(Problem) Nothing before the line containing "Every instance of the stone block" belongs in the answer; quote that line and all lines after it through the end of the material, word for word.

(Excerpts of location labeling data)
++++

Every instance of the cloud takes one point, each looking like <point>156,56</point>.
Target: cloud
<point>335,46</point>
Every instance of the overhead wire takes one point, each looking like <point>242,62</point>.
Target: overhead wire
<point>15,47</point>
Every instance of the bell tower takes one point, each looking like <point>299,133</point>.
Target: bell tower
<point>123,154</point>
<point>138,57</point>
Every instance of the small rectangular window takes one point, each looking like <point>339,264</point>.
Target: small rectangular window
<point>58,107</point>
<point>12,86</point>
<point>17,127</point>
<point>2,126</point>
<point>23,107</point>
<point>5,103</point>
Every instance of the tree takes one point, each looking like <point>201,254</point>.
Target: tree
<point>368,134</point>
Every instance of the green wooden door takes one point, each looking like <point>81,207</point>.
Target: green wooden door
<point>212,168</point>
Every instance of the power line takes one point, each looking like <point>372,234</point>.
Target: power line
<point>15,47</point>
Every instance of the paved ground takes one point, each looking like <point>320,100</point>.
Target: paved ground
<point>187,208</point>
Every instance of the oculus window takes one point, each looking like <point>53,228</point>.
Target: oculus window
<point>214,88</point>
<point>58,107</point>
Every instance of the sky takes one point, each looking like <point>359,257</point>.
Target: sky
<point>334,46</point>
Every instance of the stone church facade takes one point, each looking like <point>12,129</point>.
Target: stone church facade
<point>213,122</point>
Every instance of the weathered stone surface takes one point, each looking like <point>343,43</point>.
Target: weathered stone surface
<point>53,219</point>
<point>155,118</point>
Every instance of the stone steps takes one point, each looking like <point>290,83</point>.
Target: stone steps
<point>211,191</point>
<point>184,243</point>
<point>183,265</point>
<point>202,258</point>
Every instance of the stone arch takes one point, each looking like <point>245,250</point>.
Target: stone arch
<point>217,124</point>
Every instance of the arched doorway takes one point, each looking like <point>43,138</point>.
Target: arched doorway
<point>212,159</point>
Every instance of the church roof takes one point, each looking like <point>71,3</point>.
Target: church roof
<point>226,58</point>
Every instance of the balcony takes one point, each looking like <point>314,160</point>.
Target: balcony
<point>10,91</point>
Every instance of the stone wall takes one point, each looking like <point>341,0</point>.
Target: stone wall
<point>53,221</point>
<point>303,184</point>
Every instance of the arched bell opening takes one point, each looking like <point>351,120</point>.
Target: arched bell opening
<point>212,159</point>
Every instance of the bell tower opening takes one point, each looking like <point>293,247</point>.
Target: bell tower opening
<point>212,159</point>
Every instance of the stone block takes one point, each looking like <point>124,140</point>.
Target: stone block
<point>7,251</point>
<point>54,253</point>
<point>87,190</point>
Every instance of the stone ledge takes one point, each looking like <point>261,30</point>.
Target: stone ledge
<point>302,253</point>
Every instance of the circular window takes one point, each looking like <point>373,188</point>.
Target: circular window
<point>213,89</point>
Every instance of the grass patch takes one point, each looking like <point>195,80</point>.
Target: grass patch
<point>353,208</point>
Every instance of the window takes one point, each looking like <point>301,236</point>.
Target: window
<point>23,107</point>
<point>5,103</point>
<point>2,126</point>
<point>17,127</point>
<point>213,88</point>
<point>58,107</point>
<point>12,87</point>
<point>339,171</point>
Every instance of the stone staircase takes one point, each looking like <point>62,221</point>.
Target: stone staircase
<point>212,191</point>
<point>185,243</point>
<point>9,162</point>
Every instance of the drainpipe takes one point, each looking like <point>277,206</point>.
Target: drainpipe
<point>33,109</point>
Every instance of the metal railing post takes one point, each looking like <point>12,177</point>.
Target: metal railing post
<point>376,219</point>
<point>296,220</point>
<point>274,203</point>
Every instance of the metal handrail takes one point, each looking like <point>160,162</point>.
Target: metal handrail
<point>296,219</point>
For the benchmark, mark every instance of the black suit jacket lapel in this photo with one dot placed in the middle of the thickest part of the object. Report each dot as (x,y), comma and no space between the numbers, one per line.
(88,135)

++++

(Final result)
Every instance of the stone block takes one point, each looking like <point>124,140</point>.
Target: stone block
<point>7,251</point>
<point>54,253</point>
<point>87,190</point>
Every instance of the stone ledge takes one point, each looking like <point>261,30</point>.
Target: stone ledge
<point>302,253</point>
Every instance of the circular window takes one point, each looking like <point>373,188</point>.
Target: circular window
<point>213,89</point>
Every instance of the grass patch takes one point, each looking like <point>195,80</point>.
Target: grass patch
<point>353,208</point>
Every instance of the window takes one point, each looking like <point>301,236</point>.
Target: window
<point>23,107</point>
<point>5,103</point>
<point>2,126</point>
<point>17,127</point>
<point>213,88</point>
<point>58,107</point>
<point>12,87</point>
<point>339,171</point>
Every instance of the stone staircase takes one point, each looking like <point>62,221</point>.
Target: stone staircase
<point>212,191</point>
<point>185,243</point>
<point>9,162</point>
Every instance of the drainpipe takes one point, each looking like <point>277,206</point>.
Target: drainpipe
<point>33,109</point>
Every instance of the metal railing post takes one point, each looking like <point>12,177</point>.
Target: metal railing post
<point>376,219</point>
<point>296,220</point>
<point>274,203</point>
Every instance of the metal handrail takes one point, each looking like <point>160,162</point>.
Target: metal handrail
<point>296,219</point>
For the benchmark, mark every instance of the black suit jacket lapel in this photo with one dot placed in the middle of the thickest part of the object. Report each dot as (x,y), comma and no space between the numbers, one per line.
(88,135)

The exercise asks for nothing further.